** The task **
Starting with the line that contains "Where can the coastline", set down each line through the end of the entries below, exactly and with nothing added.

Pointing records
• • • •
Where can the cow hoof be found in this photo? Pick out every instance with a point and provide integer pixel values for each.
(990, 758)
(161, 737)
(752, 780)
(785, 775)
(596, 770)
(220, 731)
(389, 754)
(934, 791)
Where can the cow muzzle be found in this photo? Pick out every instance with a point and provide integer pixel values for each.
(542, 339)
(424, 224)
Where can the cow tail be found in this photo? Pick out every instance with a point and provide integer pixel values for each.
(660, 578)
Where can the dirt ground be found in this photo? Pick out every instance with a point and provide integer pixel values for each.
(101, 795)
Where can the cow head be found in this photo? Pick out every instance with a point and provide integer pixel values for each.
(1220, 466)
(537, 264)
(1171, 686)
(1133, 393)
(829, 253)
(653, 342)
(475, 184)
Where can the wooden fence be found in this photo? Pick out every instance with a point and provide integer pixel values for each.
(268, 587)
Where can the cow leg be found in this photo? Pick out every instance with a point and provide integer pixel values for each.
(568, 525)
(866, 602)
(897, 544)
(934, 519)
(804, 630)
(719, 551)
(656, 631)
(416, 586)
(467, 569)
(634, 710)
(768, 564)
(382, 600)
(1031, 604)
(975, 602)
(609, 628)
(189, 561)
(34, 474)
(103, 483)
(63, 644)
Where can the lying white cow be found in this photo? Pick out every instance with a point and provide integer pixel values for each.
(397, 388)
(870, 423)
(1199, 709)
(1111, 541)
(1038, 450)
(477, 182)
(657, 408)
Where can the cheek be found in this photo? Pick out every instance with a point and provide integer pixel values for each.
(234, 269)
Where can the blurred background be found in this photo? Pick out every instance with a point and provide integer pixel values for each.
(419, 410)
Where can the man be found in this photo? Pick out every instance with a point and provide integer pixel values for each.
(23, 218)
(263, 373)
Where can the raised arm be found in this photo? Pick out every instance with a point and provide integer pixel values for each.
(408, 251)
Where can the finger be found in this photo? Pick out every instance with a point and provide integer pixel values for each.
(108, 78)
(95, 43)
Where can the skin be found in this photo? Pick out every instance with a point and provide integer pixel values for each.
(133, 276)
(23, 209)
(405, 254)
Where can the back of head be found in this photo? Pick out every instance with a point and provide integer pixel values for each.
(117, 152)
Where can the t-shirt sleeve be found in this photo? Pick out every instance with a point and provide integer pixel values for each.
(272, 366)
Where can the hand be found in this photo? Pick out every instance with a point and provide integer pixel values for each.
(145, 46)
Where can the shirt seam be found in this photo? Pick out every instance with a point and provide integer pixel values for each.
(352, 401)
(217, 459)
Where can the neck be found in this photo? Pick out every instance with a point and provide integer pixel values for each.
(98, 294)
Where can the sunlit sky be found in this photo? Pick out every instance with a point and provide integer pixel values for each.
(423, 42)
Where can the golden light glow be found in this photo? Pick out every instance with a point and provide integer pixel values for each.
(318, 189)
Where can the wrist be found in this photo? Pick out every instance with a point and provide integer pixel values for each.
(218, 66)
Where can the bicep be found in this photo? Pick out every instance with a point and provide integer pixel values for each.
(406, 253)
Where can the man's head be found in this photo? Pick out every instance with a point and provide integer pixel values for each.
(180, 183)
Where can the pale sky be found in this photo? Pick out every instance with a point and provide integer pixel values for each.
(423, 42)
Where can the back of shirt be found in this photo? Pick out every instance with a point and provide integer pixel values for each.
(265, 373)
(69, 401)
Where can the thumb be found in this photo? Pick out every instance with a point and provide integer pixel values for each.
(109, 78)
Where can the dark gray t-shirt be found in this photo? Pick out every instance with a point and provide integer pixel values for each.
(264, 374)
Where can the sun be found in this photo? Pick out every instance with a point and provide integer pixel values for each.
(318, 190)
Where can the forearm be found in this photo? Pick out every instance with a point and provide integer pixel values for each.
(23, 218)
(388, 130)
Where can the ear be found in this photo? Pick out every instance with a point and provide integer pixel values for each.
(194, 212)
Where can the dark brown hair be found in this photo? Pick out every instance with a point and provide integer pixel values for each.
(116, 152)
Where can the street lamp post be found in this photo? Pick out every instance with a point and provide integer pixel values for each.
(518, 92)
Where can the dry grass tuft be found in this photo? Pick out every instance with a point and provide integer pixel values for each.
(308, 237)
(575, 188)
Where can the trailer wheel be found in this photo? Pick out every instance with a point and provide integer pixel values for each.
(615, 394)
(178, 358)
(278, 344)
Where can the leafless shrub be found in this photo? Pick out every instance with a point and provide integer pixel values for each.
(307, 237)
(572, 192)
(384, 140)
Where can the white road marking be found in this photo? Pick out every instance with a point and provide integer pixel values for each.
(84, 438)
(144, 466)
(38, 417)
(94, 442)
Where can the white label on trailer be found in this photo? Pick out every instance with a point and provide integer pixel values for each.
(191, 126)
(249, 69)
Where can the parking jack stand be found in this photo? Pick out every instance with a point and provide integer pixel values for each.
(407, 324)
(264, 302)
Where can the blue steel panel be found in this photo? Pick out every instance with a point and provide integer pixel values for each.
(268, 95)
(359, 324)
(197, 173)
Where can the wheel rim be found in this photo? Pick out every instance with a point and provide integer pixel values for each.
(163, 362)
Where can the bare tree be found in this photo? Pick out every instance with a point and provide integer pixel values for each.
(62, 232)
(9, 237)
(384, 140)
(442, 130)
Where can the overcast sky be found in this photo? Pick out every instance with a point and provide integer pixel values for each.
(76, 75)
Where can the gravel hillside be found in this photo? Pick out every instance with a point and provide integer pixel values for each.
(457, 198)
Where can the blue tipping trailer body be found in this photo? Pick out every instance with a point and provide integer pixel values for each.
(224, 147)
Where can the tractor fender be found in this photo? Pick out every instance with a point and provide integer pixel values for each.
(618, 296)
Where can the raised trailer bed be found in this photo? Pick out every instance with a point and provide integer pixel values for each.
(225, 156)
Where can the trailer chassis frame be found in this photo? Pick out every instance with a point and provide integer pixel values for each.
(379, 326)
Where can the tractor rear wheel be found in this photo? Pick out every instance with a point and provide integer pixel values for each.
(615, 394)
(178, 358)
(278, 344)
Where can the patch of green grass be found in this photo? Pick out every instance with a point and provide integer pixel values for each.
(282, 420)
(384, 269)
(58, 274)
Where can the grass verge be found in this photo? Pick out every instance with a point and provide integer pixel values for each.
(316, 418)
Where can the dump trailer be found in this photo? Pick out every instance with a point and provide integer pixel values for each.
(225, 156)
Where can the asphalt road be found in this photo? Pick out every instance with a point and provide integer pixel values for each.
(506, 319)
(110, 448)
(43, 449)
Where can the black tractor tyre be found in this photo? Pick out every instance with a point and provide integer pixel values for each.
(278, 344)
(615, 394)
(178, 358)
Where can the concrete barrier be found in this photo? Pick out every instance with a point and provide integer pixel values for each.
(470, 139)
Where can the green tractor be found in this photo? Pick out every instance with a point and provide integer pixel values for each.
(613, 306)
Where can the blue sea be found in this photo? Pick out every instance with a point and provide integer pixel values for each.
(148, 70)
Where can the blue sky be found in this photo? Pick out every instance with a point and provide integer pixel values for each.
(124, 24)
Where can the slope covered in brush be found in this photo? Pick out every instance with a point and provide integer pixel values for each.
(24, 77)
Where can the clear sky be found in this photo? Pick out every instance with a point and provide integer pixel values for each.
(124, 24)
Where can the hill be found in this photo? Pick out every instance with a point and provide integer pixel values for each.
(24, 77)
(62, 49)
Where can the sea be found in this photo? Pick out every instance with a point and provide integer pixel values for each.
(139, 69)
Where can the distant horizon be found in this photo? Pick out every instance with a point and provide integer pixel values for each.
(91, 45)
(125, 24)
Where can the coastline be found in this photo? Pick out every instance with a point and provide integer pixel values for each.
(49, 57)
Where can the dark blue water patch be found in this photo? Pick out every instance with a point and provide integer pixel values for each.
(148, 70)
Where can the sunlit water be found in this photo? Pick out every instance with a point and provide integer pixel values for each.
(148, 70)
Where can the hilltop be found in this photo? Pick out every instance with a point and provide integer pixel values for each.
• • • •
** Solution to the problem **
Where can the coastline be found in this photo? Pick out every instance with a point and provide integer pixel values for each.
(49, 57)
Where can the dark blue water patch be found in this photo? Pick out every instance with a point and provide integer pixel values for each.
(148, 70)
Where can the sunlit water be found in this photo? Pick out every instance with a point and provide integer pixel values for each.
(148, 70)
Where can the hilltop be found in this photo? Pick out every instance with a point and provide integer pixel values for each.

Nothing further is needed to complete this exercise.